- _What is expected_
Would you restate all the data that follows, word for word?

- _The data_
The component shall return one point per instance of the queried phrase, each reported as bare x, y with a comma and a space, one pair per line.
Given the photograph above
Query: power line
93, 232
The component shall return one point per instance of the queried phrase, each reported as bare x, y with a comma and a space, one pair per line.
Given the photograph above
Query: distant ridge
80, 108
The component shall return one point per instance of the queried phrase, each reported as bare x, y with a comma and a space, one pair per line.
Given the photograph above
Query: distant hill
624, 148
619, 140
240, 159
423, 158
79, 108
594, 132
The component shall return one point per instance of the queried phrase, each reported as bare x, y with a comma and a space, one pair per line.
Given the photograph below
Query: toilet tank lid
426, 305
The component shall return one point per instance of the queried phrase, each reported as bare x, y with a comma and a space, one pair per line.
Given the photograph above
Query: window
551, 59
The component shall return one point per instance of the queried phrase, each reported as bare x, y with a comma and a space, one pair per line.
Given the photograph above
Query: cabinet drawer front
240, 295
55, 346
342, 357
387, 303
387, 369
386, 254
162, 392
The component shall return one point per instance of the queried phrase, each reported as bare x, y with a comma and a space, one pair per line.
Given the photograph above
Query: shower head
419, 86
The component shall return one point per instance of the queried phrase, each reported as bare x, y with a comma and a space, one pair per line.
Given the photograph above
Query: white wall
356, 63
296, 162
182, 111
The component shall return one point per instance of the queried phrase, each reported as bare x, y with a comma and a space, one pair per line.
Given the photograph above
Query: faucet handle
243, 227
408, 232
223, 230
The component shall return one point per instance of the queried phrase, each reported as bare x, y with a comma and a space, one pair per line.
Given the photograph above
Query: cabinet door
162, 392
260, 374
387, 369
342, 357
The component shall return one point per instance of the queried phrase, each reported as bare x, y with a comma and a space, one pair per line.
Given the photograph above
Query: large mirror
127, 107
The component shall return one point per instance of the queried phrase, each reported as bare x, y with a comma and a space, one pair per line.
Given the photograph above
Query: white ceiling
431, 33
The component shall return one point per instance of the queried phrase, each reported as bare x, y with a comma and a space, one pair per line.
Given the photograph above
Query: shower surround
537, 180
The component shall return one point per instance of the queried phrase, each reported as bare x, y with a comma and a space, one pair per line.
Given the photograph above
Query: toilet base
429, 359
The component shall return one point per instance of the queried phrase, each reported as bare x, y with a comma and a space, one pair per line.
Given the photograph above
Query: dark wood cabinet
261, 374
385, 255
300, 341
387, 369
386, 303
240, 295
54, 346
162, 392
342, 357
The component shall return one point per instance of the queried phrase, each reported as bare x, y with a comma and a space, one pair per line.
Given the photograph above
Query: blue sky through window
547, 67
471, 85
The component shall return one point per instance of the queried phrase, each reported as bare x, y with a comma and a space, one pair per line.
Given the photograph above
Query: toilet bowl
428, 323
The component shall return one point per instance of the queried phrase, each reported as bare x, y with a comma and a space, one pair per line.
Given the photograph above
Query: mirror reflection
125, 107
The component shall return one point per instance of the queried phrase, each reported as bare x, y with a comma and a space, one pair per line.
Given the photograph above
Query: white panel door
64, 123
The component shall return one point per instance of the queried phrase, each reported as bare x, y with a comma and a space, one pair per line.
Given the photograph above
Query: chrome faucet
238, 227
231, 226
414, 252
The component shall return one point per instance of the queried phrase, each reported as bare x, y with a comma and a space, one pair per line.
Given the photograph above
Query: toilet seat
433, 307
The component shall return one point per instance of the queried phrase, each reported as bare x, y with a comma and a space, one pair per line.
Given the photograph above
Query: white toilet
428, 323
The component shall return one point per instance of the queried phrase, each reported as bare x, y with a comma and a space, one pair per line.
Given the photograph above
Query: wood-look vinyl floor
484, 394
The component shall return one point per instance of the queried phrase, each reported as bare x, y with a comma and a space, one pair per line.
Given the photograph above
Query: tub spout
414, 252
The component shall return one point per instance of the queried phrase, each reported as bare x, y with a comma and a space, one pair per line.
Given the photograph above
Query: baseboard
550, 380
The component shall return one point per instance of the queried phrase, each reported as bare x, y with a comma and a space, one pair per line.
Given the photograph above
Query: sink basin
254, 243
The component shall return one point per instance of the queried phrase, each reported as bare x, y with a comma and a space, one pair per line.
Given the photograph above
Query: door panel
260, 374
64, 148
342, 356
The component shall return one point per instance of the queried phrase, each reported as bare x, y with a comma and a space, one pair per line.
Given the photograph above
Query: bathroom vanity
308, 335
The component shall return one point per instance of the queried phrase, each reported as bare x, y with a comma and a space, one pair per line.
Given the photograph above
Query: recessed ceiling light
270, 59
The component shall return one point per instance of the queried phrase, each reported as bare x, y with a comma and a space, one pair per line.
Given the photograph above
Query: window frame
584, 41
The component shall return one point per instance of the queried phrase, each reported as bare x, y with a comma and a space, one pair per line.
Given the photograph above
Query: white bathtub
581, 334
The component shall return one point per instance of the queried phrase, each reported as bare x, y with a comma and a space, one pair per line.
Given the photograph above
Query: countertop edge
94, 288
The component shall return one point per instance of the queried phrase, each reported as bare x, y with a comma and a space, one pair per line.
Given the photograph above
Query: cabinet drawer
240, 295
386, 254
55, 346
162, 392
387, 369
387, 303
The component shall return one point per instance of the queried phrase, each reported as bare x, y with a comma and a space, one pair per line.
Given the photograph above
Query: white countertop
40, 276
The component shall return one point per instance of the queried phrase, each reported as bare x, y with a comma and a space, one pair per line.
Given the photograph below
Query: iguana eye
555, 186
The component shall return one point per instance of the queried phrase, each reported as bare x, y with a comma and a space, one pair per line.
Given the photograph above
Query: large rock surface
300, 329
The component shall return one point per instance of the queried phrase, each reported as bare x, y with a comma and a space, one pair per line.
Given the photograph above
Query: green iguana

- _Task result_
The component shall return one point per instance of the queried phrase, each reported as bare x, y with a comma and a space, one pair per line.
Given the photograph above
Query: power line
93, 232
The component shall return one point per instance of the queried phrase, each reported as bare x, y with a comma and a space, one pair per line.
Given the photograph above
Query: distant ridge
80, 108
The component shall return one point per instance of the queried phrase, each reported as bare x, y with a comma and a space, one pair per line.
Given the photograph above
Query: distant hill
624, 148
619, 140
240, 159
423, 158
79, 108
594, 132
The component shall return one point per instance of the queried phrase, each reported as bare x, y with a comma and a space, one pair per line.
Given the photograph below
Query: toilet tank lid
426, 305
The component shall return one point per instance of the queried phrase, each reported as bare x, y with a comma and a space, one pair per line.
Given the photograph above
Query: window
551, 59
The component shall return one point per instance of the queried phrase, each reported as bare x, y with a comma and a space, one pair per line.
Given the photograph above
Query: cabinet drawer front
240, 295
55, 346
342, 357
387, 303
387, 369
386, 254
162, 392
The component shall return one point per instance of the queried phrase, each reported as bare x, y with a comma and a space, one pair per line.
Given the photograph above
Query: shower head
419, 86
The component shall return one point per instance of the queried phrase, each reported as bare x, y with a comma and a space, one pair per line.
Given the photograph above
Query: white wall
356, 63
296, 162
182, 111
The component shall return one point per instance of the queried phrase, each reported as bare x, y with a comma and a space, one pair per line.
Given the photograph above
Query: faucet handle
243, 227
408, 232
223, 230
The component shall return one point per instance of the queried phrase, each reported as bare x, y with a comma and a space, one pair per line.
Given the photograph above
Query: cabinet door
162, 392
260, 374
387, 369
342, 357
The component shall return one point per instance of the queried phrase, each reported as bare x, y with a comma and a space, one pair per line.
Given the photograph above
Query: large mirror
127, 107
The component shall return one point per instance of the queried phrase, each reported as bare x, y with a comma and a space, one pair per line.
Given the photograph above
Query: white ceiling
431, 33
The component shall return one point per instance of the queried phrase, each reported as bare x, y with a comma and a space, one pair per line.
Given the photograph above
Query: shower surround
537, 180
The component shall return one point per instance of the queried phrase, each reported as bare x, y with a comma and a space, one pair per line.
Given the photograph above
Query: toilet base
429, 359
The component shall return one point per instance of the queried phrase, each reported as bare x, y with a comma and a space, one pair per line.
Given the photograph above
Query: dark wood cabinet
261, 374
385, 255
300, 341
387, 369
386, 303
240, 295
54, 346
162, 392
342, 357
The component shall return one point per instance of the queried phrase, each reported as bare x, y with a comma and a space, one pair per line.
Given the photograph above
Query: blue sky through window
547, 67
471, 85
The component shall return one point per instance of the queried phrase, each reported as bare x, y with a comma and a space, one pair per line.
Given the photograph above
Query: toilet bowl
428, 323
The component shall return one point per instance of the queried phrase, each reported as bare x, y with a comma and a space, one pair per line.
Given the photograph above
Query: mirror reflection
125, 107
The component shall return one point per instance of the queried phrase, each reported as bare x, y with a comma and a space, one pair per line.
Given the photograph above
Query: white panel door
64, 123
The component shall return one point per instance of the queried phrase, each reported as bare x, y with a comma and a space, one pair per line.
Given the photograph above
Query: chrome faucet
238, 227
231, 226
414, 252
The component shall return one point per instance of the queried phrase, each reported as bare x, y with a comma and a space, one pair per line.
Given the photograph above
Query: toilet seat
433, 307
The component shall return one point per instance of the queried phrase, each reported as bare x, y with a comma and a space, one pair per line.
Given the photograph above
Query: white toilet
428, 323
The component shall return one point per instance of the queried phrase, each reported as bare x, y with a comma and a space, one pair per line.
Given the photograph above
Query: wood-look vinyl floor
484, 394
The component shall return one point per instance of the queried phrase, each reported as bare x, y with a comma and a space, one pair per line.
Given the photograph above
Query: tub spout
414, 252
The component shall return one point per instance of the queried phrase, each reported as bare x, y with a comma and a space, one pair per line.
Given the photograph above
Query: baseboard
550, 380
The component shall return one point per instance of the queried phrase, each reported as bare x, y with a comma and a space, one pair per line.
Given the photograph above
Query: sink basin
254, 243
The component shall return one point per instance of the queried phrase, each reported as bare x, y with a comma and a space, one pair per line.
Given the photograph above
Query: door panel
260, 374
64, 148
342, 356
The component shall return one point per instance of the queried phrase, each reported as bare x, y with a comma and a space, one pair per line.
Given the photograph above
Query: bathroom vanity
308, 335
The component shall return one point per instance of the queried phrase, each reported as bare x, y with a comma and a space, one pair per line.
Given the photograph above
Query: recessed ceiling light
270, 59
The component shall return one point per instance of the queried phrase, each reported as bare x, y with a comma and a space, one pair per line.
Given the photograph above
Query: window frame
584, 41
The component shall return one point per instance of the queried phrase, each reported as bare x, y with a comma and a space, one pair per line.
Given the photograph above
Query: white bathtub
581, 334
The component shall return one point per instance of the queried phrase, each reported as bare x, y with a comma and a space, one pair per line.
Given the photograph above
Query: countertop edge
94, 288
The component shall return one point per instance of the queried phrase, each reported as bare x, y with a comma and a space, one pair per line.
Given the photograph above
Query: cabinet drawer
240, 295
386, 254
55, 346
162, 392
387, 369
387, 303
The component shall return one point per instance of the queried phrase, each reported as bare x, y with a comma and a space, one pair per line.
Given the photograph above
Query: white countertop
40, 276
The component shall return one point per instance of the queried phrase, each reported as bare x, y with a comma and a space, one pair per line.
Given the photograph below
Query: iguana eye
555, 186
The component shall return one point per instance of the queried phrase, each reported as bare x, y with a comma and a space, one pair per line.
Given the photograph above
Query: large rock surface
300, 329
The component shall return one point per instance of the queried phrase, each reported as bare x, y with a comma and a space, one pair per line.
Given the photograph above
Query: green iguana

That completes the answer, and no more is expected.